→ **Document passage**:
####

VOICES: What we are doing is absolutely not working

Credit: Submitted photo

Credit: Submitted photo

Editor’s Note: We have received a large number of submissions following the tragic events in Buffalo, NY and Uvalde, TX. Ideas & Voices is committed to giving space to readers’ perspectives. If you are interested in providing a 150-200 word letter to the editor or a 500-600 contributed column on this topic, please email your submission to edletter@coxohio.com.

What do we do?

I write this as a City Council member, not as a citizen. This is not a law or character debate. This is a safety debate. You’re never going to convince the other side that they are wrong or that you are right. Viewpoints never change due to a social media argument. Ever.

Long-term solutions, unfortunately, are decided by politicians, most of whom could care less about your needs or your family’s needs. The “thoughts and prayers” without real change will continue as long as we keep electing the same people. Most politicians can’t even get along to agree on a simple bill, let alone do what’s right for the safety of our children nationwide.

####

→ **Data provided**:
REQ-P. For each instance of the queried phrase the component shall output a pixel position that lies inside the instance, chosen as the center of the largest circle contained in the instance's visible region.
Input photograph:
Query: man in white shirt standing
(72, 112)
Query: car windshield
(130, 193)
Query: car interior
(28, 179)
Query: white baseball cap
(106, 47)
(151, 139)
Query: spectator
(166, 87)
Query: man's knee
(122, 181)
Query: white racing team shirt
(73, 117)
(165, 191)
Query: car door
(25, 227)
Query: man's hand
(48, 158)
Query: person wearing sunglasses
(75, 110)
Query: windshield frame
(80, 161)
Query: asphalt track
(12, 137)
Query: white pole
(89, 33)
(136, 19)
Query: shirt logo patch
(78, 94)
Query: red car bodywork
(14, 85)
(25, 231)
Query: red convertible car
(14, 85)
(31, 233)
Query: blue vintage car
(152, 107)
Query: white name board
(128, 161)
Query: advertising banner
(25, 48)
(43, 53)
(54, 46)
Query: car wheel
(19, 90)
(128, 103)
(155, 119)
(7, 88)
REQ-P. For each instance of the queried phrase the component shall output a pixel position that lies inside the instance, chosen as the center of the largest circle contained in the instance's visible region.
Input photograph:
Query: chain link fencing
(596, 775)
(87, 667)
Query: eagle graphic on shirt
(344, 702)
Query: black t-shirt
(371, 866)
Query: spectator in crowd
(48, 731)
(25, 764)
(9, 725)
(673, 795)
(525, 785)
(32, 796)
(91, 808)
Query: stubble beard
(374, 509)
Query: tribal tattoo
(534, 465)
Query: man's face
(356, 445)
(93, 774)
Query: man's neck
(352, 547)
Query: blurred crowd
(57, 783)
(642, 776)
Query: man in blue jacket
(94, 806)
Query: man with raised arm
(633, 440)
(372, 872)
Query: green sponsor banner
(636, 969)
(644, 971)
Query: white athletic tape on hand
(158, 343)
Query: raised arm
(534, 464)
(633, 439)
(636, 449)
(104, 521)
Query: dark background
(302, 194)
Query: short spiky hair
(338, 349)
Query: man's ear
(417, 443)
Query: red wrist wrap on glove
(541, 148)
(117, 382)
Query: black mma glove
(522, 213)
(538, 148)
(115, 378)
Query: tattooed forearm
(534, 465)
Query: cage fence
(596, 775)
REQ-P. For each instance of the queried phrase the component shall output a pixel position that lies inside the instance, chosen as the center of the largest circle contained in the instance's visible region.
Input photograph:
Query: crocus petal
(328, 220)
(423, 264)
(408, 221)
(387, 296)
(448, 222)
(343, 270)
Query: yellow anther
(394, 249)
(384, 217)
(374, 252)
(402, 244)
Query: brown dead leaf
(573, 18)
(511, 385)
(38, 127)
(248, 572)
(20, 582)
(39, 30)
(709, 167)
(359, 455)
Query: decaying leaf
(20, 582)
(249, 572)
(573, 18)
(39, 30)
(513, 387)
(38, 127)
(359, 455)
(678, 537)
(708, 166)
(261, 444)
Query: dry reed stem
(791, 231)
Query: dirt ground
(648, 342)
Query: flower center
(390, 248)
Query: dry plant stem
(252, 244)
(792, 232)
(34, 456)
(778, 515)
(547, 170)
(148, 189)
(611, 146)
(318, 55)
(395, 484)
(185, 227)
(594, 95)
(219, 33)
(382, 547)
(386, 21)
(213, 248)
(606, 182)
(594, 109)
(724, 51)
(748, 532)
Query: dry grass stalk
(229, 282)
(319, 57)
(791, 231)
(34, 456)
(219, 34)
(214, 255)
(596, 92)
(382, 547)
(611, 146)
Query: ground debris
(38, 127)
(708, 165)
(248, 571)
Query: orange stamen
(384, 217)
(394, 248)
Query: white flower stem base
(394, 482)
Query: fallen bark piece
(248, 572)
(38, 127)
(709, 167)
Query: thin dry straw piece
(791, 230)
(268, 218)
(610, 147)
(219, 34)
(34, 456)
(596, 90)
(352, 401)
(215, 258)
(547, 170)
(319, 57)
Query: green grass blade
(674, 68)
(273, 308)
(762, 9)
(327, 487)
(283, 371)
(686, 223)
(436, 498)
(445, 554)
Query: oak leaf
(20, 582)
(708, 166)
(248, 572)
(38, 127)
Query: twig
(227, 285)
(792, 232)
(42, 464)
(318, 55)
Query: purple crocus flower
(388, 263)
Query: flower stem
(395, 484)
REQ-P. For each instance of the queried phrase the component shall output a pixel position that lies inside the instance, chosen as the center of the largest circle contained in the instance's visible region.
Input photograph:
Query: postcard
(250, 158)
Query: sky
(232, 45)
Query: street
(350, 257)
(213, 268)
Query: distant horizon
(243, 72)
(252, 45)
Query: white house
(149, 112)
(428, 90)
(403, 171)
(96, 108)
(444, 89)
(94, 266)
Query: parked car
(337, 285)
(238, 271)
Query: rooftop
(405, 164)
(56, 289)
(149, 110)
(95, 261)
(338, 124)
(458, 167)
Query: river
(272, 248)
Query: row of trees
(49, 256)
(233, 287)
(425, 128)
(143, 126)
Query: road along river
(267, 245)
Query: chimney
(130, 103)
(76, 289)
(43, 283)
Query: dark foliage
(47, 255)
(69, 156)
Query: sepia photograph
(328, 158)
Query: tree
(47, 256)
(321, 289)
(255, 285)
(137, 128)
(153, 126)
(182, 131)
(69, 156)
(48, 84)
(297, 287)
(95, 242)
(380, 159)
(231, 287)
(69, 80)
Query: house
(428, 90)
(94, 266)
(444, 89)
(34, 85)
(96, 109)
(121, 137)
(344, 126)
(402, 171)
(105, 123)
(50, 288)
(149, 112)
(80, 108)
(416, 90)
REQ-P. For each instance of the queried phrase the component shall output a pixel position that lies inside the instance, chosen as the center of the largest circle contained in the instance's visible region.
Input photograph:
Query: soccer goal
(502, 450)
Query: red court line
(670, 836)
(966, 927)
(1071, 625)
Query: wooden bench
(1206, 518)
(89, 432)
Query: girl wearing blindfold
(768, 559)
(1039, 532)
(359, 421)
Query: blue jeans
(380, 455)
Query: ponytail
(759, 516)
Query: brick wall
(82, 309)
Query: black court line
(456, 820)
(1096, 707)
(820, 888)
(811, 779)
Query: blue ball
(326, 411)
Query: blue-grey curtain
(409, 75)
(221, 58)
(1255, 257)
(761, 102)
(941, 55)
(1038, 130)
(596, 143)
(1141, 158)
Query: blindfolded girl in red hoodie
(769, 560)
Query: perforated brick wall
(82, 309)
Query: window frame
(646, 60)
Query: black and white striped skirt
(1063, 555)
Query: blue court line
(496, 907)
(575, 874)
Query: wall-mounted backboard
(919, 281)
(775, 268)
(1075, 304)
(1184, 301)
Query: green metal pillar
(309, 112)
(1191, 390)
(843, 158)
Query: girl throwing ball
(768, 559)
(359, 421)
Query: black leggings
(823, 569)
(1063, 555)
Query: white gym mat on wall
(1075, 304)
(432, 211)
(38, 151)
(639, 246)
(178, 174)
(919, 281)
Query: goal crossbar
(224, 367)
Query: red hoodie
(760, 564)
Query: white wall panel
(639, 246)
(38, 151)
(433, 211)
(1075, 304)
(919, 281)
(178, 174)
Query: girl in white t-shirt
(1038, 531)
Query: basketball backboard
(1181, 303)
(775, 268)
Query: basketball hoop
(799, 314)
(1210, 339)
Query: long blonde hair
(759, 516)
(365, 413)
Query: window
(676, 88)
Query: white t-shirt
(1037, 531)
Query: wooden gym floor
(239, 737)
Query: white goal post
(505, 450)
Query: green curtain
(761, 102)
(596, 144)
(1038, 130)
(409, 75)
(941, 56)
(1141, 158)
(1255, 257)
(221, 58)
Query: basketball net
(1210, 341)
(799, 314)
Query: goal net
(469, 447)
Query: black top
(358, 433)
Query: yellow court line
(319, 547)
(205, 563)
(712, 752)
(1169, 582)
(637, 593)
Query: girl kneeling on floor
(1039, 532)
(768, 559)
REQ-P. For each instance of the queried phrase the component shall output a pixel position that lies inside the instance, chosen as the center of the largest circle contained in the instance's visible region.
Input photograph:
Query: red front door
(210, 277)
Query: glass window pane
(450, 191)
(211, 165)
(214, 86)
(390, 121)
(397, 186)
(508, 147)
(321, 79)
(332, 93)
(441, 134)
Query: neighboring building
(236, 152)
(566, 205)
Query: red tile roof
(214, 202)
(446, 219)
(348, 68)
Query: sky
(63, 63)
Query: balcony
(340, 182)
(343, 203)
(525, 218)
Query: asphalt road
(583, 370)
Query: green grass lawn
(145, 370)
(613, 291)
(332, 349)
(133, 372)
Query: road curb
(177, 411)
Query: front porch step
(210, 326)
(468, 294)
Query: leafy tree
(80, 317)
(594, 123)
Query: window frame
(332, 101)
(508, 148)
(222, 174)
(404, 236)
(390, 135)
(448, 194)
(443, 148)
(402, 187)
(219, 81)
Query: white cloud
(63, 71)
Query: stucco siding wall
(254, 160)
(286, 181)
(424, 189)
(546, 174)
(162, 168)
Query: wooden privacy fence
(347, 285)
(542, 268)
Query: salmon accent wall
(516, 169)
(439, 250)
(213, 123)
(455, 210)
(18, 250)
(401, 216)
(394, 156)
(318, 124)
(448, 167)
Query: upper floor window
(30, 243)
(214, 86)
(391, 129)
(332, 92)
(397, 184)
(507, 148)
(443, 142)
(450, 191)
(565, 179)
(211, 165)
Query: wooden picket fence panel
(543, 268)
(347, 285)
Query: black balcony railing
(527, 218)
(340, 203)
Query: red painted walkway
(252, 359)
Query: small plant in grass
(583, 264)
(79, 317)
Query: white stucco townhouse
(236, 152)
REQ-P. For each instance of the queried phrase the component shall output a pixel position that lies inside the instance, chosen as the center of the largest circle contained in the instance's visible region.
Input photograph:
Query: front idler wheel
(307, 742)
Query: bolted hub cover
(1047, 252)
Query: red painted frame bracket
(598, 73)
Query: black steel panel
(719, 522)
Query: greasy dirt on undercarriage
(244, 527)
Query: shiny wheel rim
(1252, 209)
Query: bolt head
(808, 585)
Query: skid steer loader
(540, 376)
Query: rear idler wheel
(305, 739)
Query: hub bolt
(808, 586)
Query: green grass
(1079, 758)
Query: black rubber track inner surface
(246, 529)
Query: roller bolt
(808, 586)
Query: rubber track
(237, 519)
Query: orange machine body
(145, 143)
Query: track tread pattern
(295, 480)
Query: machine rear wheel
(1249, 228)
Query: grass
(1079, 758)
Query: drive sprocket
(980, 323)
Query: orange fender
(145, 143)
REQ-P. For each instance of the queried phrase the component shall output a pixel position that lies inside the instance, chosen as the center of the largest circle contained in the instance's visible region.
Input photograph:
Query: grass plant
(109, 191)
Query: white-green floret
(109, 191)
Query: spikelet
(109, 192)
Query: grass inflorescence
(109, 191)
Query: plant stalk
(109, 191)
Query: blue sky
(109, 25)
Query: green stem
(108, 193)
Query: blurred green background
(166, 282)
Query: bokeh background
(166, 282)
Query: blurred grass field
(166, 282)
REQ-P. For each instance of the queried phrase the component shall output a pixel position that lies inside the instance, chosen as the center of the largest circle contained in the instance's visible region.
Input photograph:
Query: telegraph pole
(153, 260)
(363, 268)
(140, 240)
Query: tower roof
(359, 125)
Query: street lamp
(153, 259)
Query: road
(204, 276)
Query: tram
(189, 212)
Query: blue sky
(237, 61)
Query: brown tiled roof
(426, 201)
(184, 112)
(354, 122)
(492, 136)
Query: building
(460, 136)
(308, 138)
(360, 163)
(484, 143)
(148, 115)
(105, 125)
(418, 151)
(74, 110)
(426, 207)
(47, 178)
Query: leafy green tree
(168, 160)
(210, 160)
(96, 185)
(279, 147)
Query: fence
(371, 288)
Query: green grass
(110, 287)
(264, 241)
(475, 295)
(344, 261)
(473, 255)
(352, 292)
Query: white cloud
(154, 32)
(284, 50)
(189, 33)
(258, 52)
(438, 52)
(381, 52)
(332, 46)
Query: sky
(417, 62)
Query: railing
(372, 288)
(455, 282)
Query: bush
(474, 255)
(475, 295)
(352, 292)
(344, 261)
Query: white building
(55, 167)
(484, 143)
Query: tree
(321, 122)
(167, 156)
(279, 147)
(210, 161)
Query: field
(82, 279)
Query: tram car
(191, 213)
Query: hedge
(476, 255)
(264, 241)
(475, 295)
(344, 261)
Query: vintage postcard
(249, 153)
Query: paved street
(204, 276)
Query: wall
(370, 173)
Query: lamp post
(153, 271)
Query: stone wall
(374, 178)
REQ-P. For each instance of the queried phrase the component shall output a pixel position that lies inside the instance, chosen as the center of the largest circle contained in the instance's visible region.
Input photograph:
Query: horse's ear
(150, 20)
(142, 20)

####

→ **Exercise goal**: Please print the passage of the column above starting at "VOICES: What we" and ending at "What do we do?", copied word for word.

→ **Your response**:
VOICES: What we are doing is absolutely not working

Credit: Submitted photo

Credit: Submitted photo

Editor’s Note: We have received a large number of submissions following the tragic events in Buffalo, NY and Uvalde, TX. Ideas & Voices is committed to giving space to readers’ perspectives. If you are interested in providing a 150-200 word letter to the editor or a 500-600 contributed column on this topic, please email your submission to edletter@coxohio.com.

What do we do?